- **Text extract**:
◇ ◇ ◇ ◇ ◇ ◇ ◇

Wednesday 28 August 2013

Frog find and rabbit rage

Having checked out the shops in Saltburn on the Tuesday we decided that today would be the day to get the souvenir present for the GOTH and a birthday present for one of the BOTH's friends.
Another walk along the sea front preceded our trip into town and this time rather than using the bridleway we went off-road and through a cool sun-dappled wood. Once again there was plenty of doggy traffic to contend with but Monkey just ignored it all - even when they sneaked up behind him.

We also had a walk through the Italianate gardens on the way back to the car. A rather steep descent the way we approached it.
The afternoon was spent exploring the woods around the chalet and the hotel grounds.
At one point Monkey got really excited and started to snuffle frantically in the grass.

We soon found the cause of his concern - a very small frog which was hopping about in the long grass.

The peacocks allowed us another good night's sleep and on the Thursday morning we awoke to grey skies and a warning of dire weather to come so we decided that the best thing to do was to head off somewhere early and then sit out the bad weather in the chalet in the afternoon - we had brought some cards with us as the forecast had promised the downpour at the start of the week.
We drove along the coast to a small harbourside village called Staithes - where it is claimed Captain Cook learned his trade. It was quite a steep drop into the village but well worth a visit.

Can we get this way?

Doesn't look like it

Back we go then

Make sure you come out the way you went in as not all the uphill roads lead in the same direction - we think.

The view from the ice cream van

The morning in Staithes was very hot but there was an ice cream van on the quayside for those in need.

We headed off back to the chalet after a couple of hours so we would avoid the predicted downpour. Sadly, or perhaps happily the weather forecast was well wide of the mark and we had probably the hottest day of our week in Saltburn.

◇ ◇ ◇ ◇ ◇ ◇ ◇

- **Records shown**:
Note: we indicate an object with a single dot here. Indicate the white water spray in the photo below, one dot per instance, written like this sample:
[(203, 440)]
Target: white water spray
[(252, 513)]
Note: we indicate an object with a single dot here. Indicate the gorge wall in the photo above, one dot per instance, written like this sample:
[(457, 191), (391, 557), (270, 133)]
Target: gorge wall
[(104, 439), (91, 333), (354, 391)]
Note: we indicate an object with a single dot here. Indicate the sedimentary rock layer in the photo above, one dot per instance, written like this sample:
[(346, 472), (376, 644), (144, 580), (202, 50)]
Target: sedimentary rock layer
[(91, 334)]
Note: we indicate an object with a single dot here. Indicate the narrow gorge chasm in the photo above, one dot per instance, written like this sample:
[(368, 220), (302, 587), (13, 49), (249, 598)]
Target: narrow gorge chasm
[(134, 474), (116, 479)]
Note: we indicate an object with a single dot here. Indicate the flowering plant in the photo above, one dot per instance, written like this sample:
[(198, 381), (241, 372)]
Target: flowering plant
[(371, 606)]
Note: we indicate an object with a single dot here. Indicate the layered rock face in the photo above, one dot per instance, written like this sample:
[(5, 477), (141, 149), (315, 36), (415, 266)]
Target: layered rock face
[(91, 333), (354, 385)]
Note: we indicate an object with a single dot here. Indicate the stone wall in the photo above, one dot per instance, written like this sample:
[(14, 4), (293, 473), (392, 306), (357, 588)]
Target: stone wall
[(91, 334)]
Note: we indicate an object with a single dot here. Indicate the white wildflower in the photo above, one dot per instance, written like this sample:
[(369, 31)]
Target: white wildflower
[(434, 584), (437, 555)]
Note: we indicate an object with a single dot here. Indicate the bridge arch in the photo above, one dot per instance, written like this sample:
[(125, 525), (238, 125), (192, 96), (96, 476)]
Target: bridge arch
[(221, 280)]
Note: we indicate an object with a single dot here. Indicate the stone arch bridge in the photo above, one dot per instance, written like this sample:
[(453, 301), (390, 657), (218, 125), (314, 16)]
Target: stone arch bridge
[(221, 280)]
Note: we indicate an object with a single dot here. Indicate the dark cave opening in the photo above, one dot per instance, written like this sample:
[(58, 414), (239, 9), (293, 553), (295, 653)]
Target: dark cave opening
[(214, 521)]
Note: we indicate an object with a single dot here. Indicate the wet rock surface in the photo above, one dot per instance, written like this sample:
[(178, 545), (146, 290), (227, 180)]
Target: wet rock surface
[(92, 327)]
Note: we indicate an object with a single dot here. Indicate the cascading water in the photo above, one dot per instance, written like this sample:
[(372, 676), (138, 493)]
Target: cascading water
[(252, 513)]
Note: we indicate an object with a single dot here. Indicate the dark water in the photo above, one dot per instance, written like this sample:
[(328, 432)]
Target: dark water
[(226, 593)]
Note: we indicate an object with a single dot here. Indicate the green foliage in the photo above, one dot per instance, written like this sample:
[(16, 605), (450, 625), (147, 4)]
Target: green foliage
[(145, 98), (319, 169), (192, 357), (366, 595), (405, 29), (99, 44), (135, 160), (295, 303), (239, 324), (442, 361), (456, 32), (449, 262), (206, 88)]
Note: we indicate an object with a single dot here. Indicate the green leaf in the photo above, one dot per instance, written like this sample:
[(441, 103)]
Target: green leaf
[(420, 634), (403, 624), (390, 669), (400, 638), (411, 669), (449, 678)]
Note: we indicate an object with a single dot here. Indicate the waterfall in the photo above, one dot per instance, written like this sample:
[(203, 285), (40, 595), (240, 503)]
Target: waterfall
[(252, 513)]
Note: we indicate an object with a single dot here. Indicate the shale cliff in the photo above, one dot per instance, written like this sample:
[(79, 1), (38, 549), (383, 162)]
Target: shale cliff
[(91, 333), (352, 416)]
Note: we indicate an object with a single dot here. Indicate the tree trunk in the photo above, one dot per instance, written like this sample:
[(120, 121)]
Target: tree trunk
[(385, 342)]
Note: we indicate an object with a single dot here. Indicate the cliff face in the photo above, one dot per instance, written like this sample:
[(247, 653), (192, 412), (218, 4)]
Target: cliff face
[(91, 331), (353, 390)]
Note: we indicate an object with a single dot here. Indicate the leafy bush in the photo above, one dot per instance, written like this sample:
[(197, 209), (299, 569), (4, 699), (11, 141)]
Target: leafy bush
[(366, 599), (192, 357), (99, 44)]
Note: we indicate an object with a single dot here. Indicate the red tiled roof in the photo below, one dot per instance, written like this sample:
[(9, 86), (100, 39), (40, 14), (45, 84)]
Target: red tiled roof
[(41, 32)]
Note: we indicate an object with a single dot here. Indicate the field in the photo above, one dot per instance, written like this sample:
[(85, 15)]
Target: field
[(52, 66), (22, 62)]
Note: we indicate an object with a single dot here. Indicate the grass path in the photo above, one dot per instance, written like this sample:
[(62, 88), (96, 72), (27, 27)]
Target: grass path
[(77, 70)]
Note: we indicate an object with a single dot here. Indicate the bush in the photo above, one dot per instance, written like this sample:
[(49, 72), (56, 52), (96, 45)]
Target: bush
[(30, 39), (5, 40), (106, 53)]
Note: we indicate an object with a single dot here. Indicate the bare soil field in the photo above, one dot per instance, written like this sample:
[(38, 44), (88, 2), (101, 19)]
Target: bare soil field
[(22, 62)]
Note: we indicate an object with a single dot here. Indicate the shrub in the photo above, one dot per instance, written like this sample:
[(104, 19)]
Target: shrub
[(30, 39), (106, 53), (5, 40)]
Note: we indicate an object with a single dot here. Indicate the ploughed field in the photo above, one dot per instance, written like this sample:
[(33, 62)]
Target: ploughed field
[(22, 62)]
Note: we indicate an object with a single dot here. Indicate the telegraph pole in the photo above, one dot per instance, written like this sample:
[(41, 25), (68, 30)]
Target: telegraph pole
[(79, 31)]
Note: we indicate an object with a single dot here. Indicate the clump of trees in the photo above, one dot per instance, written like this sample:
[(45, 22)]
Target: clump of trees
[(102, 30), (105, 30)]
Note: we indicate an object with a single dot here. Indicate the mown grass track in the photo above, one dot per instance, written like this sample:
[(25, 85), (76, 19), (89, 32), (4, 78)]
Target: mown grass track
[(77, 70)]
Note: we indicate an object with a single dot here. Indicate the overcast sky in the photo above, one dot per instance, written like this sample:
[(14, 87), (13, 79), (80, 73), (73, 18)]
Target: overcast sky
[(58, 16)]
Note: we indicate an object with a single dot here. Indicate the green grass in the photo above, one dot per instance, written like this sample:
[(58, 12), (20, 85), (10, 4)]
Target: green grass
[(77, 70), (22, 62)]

◇ ◇ ◇ ◇ ◇ ◇ ◇

- **Your tasks**:
#1 Using the Saltburn travel diary, explain in one to three sentences why the writer's party set off somewhere early on the Thursday morning.
#2 According to the Saltburn travel diary, what did Monkey find in the long grass?
#3 From the Saltburn travel diary, reproduce the passage starting at "The peacocks allowed" and ending at "- we think.".

- **Solutions to the exercise**:
#1 They woke to grey skies and a warning of dire weather to come. So they decided to go out early and then sit out the bad weather in the chalet in the afternoon.

#2 A very small frog.

#3
The peacocks allowed us another good night's sleep and on the Thursday morning we awoke to grey skies and a warning of dire weather to come so we decided that the best thing to do was to head off somewhere early and then sit out the bad weather in the chalet in the afternoon - we had brought some cards with us as the forecast had promised the downpour at the start of the week.
We drove along the coast to a small harbourside village called Staithes - where it is claimed Captain Cook learned his trade. It was quite a steep drop into the village but well worth a visit.

Can we get this way?

Doesn't look like it

Back we go then

Make sure you come out the way you went in as not all the uphill roads lead in the same direction - we think.